TEXT EXTRACT:
Ataturk and Turkish Independence Essay

  • Length: 3 pages
  • Sources: 3
  • Subject: History - World War I
  • Type: Essay
  • Paper: #68551640

Excerpt from Essay :

Ataturk's Influence On The New Turkish Republic And Village Institutes

Mustafa Kemal Ataturk, or "Father Turk," is credited with being the father of the modern nation of Turkey. At the beginning of the twentieth century, Turkey did not exist as we know it today. Its territory was part of the Ottoman Empire, a conglomeration of different ethnicities and religions of various tribal affiliations. Under Ataturk's vision and leadership, a new nation emerged. He was spurred on by the growing nationalist movements sweeping across Europe. Ataturk was fundamentally a modernist, which can be seen in his efforts during World War I, his personal philosophy and lifestyle, and also the secular reforms which he implemented during his reign, including those in education.

MATERIAL:
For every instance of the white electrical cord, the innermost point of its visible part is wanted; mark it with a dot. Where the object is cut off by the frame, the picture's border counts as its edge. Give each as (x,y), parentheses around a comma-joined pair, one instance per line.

PROBLEM DETAILS: Reproduce the passage of the Ataturk essay excerpt between "Ataturk's Influence On" and "those in education.", inclusive, swapping "Ottoman Empire" for "Ottoman state".

ANSWER TO THIS EXERCISE:
Ataturk's Influence On The New Turkish Republic And Village Institutes

Mustafa Kemal Ataturk, or "Father Turk," is credited with being the father of the modern nation of Turkey. At the beginning of the twentieth century, Turkey did not exist as we know it today. Its territory was part of the Ottoman state, a conglomeration of different ethnicities and religions of various tribal affiliations. Under Ataturk's vision and leadership, a new nation emerged. He was spurred on by the growing nationalist movements sweeping across Europe. Ataturk was fundamentally a modernist, which can be seen in his efforts during World War I, his personal philosophy and lifestyle, and also the secular reforms which he implemented during his reign, including those in education.